* [Page text]
FDI in China’s Green Buildings – a Solution for its Affordable Housing Problems?
By Samuel Wrest
In July this year, China’s State Council released data showing that the country is aiming for the construction of 3,500 new urban areas by 2030, with a collective capacity of 3.4 billion residents – roughly half of the world’s population. Although met with criticism for being unrealistic, the target underlines a very real problem that the Middle Kingdom is currently facing.
As a result of China’s rapid urbanization – 56 percent by the close of 2015 – demand for affordable housing in the country’s sprawling metropolises has quickly outstripped supply. 60 percent of households in cities with a population of more than seven million are unable to afford basic housing at market rates, according to research from McKinsey. The issue looks set to worsen in the future, with Chinese cities now regularly topping global rankings for home price growth.
It is therefore no surprise that the Chinese government is looking to increase and make more affordable the supply of urban housing, reflected in an investment outlay of RMB 1.54 trillion (US$236.9 billion) in its affordable housing program last year – but it isn’t any kind of home that the country is targeting. Alongside plans to boost the supply of housing overall are plans to increase the supply of ‘green’ buildings, primarily to cut carbon gas emissions and help meet ambitious clean energy targets. The country’s New Type Urbanization Plan for 2014-2020 mandates that the share of green buildings in new construction rise from two percent in 2012 to a massive 50 percent by 2020.
The case for green affordable housing in China then becomes clear. Because most Chinese domestic construction companies are still unfamiliar with green materials, there is a gap in the sector that foreign firms with the necessary expertise are well placed to bridge. And while some may worry that constructing housing that is both green and affordable may not yield a return on investment, China has a strong incentive framework in place both nationally and regionally to ensure that investments made are worthwhile.
Defining ‘green’ buildings in China
China classifies green buildings as those that can conserve resources (such as energy, land, and water), protect the environment, and reduce pollution, and the country uses ratings to measure a building’s effectiveness in meeting these standards. While there are a range of rating systems from different countries that qualify, the two most dominant are China’s own Green Building Evaluation Standard (GBES), and the U.S.’s Leadership in Energy and Environmental Design (LEED). Foreign companies entering the market are therefore advised to plan their housing around one of these two systems.

* [Extracted material]
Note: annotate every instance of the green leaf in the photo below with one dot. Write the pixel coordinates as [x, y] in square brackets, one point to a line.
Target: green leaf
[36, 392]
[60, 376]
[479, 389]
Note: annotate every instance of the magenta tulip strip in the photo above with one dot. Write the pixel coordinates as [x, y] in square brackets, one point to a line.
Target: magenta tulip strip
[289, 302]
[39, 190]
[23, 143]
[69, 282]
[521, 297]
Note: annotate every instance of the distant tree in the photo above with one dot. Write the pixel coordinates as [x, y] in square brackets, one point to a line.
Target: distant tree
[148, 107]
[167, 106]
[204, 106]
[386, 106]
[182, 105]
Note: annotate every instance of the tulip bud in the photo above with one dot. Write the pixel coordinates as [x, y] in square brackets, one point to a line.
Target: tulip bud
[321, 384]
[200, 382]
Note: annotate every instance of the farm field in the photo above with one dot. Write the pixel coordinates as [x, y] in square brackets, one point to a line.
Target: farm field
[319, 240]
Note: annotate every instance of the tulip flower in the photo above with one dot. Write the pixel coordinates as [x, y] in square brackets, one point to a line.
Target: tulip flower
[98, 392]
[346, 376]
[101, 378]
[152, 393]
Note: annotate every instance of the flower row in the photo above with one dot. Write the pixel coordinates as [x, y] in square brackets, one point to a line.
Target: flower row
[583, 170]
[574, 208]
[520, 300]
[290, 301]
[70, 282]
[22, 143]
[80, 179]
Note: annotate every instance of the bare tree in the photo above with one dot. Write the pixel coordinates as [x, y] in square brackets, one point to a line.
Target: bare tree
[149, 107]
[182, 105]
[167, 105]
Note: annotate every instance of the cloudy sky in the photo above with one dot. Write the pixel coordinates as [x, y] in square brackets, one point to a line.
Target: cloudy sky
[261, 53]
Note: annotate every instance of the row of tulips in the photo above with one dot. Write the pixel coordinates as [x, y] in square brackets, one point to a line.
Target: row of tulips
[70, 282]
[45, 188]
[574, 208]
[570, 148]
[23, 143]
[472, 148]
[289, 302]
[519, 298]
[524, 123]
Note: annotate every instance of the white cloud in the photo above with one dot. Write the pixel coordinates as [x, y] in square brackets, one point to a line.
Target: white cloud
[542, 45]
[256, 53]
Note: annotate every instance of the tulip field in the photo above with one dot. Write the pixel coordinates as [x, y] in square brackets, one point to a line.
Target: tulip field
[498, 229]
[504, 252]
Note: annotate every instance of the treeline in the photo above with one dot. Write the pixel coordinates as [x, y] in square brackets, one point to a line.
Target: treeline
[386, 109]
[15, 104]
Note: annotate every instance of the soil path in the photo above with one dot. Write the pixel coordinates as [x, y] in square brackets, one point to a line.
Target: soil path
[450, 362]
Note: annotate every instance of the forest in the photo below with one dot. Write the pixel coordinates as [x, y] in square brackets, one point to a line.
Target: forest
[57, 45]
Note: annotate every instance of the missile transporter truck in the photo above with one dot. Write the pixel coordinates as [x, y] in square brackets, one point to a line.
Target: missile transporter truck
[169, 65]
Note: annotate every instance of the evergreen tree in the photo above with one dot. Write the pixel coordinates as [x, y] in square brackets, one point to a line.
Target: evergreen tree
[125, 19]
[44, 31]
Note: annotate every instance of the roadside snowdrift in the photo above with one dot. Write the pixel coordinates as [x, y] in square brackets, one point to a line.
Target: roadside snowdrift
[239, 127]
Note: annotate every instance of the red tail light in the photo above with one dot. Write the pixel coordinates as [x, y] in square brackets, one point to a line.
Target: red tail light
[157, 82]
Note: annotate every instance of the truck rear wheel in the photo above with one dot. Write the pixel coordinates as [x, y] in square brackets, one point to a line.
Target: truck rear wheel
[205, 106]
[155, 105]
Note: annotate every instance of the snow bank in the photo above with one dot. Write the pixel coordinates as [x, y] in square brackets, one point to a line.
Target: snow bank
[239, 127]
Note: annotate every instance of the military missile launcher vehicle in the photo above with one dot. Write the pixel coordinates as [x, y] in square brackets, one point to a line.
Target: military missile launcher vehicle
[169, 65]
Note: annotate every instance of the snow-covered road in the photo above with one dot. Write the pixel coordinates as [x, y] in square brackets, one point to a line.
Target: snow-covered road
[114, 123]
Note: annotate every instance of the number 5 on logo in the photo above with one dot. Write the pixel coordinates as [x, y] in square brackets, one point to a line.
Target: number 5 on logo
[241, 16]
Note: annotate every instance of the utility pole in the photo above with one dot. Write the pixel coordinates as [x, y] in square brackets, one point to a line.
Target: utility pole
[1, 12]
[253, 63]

* [Tasks and exercises]
A – Pull out every line in the rows that contains the word "logo" and copy each one in full.
B – Carry on the article about green buildings in China, starting after its last sentence.
The text and the rows are unrelated to each other.

* [Task answers]
A –
Note: annotate every instance of the number 5 on logo in the photo above with one dot. Write the pixel coordinates as [x, y] in square brackets, one point to a line.
Target: number 5 on logo

B –
National incentive framework for green housing
China’s preferential policies for green housing are a primary driver behind their commercial viability. Buildings that are rated 2-Star in an applicable classification system will enjoy a subsidy of RMB 45 per sq. m, while 3-Star buildings qualify for RMB 80. The potential benefits of these subsidies shouldn’t be underestimated. According to statistics on the incremental cost of Chinese green buildings, subsidies given by the national government to 2-Star buildings covered up to 68 percent of the incremental cost for residential buildings and 44 percent of public buildings, respectively, while the subsidy for 3-Star buildings covered up to 66 percent and 50 percent.
Additionally, China’s corporate income tax (CIT) law (中华人民共和国企业所得税法) stipulates that costs incurred while conducting R&D for green buildings in China can be deducted from a company’s CIT payment. This means that the cost of the R&D will be reduced from the firm’s declared profits, resulting in less being applicable for CIT.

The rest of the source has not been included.